• **What to work on**
Write out the passage of the blog post on teacher bargaining word for word, beginning with the words "In an increasing" and stopping after "the current conditions.".

Monday, September 15, 2014

What's the End Game?

So, as I mentioned in the last blog, public schools should be open, no matter what. Negotiations between government and teachers should take place outside of student learning.

In an increasing climate where public education is under threat, where government is methodically chipping away at public education and increasingly providing financial support for alternative private school options, we need to do everything we can to provide a dynamic, innovative, program of attraction in public schools. Here and now.  With the resources available, with the conditions we have right now.  While we continue to advocate for the resources and commitments for our students, we continue to work at providing best practice with the current conditions.  

How do we negotiate,  then, if we choose to refuse to use our previous and potent "bargaining chip"? How do we negotiate when the balance of power is heavily weighed in one corner - The Liberal Government?

I don't have any magic answers here, and I wish I did, but I do have some thoughts.

When I teach students conflict resolution skills, I begin by pairing the students  and having them face each other, grab elbows and try to use all of their force to push their partner.  The catch is, that when they have determined which of the partner's has more force (power), the partner with more power, let's up just enough as to create a field where both partners are keeping the tension. Both partners are working towards creating a maintaining a fluid field of dynamic force, while keeping it "balanced".

This little practice is what waging good conflict looks like. Both parties choose to hold the tension, stay connected, and move with the "dance".  The partner with the "most power", continues to agree to hold equal.  If you participate in this activity long enough, the balance of power changes and moves from partner to partner.  The most important value is not "winning" or claiming more "power".  The most important value is relationship.  Both partners hold on and work at finding the middle.

• **Provided data**
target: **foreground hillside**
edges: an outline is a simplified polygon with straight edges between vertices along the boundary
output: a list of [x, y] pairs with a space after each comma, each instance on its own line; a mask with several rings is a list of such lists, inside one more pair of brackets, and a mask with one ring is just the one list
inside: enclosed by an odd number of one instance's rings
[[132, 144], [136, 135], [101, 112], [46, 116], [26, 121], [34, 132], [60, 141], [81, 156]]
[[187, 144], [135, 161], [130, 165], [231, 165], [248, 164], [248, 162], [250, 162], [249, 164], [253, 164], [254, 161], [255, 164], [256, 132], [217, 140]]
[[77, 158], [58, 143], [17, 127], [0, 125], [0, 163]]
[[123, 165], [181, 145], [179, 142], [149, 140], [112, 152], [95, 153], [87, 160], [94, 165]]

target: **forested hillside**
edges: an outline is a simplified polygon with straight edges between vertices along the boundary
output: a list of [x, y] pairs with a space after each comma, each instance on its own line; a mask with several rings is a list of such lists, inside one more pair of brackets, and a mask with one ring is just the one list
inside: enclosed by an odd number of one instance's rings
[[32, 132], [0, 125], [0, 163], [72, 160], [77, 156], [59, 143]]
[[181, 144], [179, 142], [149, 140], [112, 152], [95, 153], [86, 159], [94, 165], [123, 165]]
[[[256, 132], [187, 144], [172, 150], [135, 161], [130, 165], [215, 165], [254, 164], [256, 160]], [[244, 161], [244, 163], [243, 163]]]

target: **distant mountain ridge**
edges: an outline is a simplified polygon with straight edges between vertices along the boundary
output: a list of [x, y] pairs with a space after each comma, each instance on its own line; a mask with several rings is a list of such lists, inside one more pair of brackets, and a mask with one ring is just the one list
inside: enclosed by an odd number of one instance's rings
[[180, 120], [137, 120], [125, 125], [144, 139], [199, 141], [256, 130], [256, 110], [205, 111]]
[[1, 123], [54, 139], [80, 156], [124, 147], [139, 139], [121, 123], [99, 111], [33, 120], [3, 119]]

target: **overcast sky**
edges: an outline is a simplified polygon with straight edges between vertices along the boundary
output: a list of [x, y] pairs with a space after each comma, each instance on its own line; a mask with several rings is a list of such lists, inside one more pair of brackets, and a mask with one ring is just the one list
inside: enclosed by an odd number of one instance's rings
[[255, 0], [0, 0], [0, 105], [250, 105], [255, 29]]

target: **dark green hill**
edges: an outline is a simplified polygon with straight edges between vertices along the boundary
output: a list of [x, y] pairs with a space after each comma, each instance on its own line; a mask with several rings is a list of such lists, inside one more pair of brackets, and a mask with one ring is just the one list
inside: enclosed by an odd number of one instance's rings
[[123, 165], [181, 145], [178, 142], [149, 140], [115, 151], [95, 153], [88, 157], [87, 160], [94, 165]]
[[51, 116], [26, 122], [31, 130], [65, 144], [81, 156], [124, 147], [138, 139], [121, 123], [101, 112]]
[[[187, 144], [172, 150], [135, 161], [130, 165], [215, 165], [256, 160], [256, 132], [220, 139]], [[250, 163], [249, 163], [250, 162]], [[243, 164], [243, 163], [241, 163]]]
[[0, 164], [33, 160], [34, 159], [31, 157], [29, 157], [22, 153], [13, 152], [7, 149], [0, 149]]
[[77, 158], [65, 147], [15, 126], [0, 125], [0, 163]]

• **Worked answer**
In an increasing climate where public education is under threat, where government is methodically chipping away at public education and increasingly providing financial support for alternative private school options, we need to do everything we can to provide a dynamic, innovative, program of attraction in public schools. Here and now.  With the resources available, with the conditions we have right now.  While we continue to advocate for the resources and commitments for our students, we continue to work at providing best practice with the current conditions.